(ACTIONS TO TAKE):
1. Answer these questions about the mailing list post:
(a) What kind of database does the application convert, and into what?
(b) What percentage of CPU time is spent in ExternalTransaction.close()?
(c) To what share of the current processing time does the poster hope to reduce it?
2. Copy the mailing list post starting with "Performance question" and going on through "spent in SelectAction.performAction().", renaming "MS Access" to "Microsoft Access".
-- start DOCUMENT SECTION --
You are viewing a plain text version of this content. The canonical link for it is here.
Posted to user@cayenne.apache.org by Wernke zur Borg <w....@rheagroup.com> on 2012/01/24 17:11:59 UTC

Performance question

Dear list,

I have another question. My application converts a huge MS Access 
database to a set of XML files by traversing some really big tables with 
Select queries and also querying related tables to collect the 
information needed for the output. Performance is horribly bad, so I did 
some profiling and found that it spends 75% of its CPU time in 
org.apache.cayenne.access.ExternalTransaction.close() and another 21% in 
org.apache.cayenne.conn.DriverDataSource.getConnection(). Only 2% are 
spent in SelectAction.performAction().

So it appears that it opens and closes a new connection for every single 
select query. I must be doing something wrong here! Where can I tell it 
to re-use connections? Or make one big transaction as it is read-only 
anyway? Any other hints? I hope I can reduce the processing time to 4% 
of what it is now...
-- end DOCUMENT SECTION --
-- start DATA PROVIDED --
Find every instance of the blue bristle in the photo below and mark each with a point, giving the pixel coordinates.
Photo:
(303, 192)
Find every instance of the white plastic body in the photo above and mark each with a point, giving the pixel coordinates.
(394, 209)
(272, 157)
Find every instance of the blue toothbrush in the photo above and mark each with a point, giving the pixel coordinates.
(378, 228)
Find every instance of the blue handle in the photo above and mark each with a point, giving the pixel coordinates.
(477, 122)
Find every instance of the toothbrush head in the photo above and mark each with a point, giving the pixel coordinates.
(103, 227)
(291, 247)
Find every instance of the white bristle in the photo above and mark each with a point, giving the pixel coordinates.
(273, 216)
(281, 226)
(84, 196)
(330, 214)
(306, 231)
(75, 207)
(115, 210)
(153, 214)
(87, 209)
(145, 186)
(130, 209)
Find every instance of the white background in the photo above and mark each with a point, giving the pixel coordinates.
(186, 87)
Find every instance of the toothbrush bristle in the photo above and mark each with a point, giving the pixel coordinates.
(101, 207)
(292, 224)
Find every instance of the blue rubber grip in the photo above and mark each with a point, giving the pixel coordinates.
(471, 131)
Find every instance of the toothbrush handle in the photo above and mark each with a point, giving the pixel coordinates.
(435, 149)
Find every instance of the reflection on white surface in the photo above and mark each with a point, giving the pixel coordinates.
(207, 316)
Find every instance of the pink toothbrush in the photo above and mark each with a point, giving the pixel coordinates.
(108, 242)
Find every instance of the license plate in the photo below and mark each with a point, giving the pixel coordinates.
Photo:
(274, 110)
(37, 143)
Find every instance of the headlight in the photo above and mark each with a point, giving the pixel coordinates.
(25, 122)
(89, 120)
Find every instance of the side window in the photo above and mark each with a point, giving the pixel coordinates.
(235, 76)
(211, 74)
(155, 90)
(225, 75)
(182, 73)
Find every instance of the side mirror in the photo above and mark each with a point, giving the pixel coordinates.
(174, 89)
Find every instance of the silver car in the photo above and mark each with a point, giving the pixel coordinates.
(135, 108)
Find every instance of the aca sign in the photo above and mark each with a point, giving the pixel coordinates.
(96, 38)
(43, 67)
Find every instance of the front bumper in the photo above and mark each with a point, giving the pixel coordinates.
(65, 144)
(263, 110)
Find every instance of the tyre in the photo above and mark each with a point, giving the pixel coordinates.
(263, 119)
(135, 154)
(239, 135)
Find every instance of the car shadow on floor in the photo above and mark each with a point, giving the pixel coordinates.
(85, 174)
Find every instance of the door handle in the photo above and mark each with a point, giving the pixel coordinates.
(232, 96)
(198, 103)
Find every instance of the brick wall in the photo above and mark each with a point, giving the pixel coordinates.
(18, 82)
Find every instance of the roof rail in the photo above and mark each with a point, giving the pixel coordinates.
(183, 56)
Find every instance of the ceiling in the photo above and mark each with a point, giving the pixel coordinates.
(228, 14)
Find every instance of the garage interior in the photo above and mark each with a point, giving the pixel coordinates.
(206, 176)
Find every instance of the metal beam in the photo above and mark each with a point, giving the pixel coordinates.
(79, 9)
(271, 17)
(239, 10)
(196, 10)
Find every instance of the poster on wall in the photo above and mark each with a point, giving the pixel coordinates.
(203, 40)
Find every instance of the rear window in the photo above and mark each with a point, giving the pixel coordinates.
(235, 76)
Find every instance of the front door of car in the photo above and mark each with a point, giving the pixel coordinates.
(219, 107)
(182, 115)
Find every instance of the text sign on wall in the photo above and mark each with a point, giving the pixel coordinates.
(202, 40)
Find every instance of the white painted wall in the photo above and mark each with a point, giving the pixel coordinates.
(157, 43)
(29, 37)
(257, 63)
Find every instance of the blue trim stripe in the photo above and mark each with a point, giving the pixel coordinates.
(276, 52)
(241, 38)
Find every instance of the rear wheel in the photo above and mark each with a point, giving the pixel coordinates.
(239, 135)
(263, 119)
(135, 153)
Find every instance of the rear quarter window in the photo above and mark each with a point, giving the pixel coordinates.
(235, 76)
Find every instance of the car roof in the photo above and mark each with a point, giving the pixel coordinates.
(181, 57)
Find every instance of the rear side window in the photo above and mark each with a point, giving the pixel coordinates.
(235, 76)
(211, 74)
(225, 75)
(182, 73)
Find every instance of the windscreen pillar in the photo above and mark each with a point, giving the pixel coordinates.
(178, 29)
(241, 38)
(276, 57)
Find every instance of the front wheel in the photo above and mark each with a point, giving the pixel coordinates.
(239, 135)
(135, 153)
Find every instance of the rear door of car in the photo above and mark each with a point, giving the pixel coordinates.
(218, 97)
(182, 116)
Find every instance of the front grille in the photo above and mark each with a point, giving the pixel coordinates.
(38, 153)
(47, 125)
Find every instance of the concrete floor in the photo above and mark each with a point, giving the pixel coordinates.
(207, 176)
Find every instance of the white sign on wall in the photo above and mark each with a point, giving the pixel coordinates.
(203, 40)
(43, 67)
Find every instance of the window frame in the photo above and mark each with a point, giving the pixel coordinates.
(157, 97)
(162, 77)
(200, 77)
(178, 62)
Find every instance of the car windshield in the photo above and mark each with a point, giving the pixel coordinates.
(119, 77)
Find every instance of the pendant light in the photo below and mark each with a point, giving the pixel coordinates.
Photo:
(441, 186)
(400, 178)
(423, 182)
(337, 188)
-- end DATA PROVIDED --
(RESULTS BY TASK):
1.
(a) A huge MS Access database, converted into a set of XML files.
(b) 75%.
(c) 4%.

2.
Performance question

Dear list,

I have another question. My application converts a huge Microsoft Access 
database to a set of XML files by traversing some really big tables with 
Select queries and also querying related tables to collect the 
information needed for the output. Performance is horribly bad, so I did 
some profiling and found that it spends 75% of its CPU time in 
org.apache.cayenne.access.ExternalTransaction.close() and another 21% in 
org.apache.cayenne.conn.DriverDataSource.getConnection(). Only 2% are 
spent in SelectAction.performAction().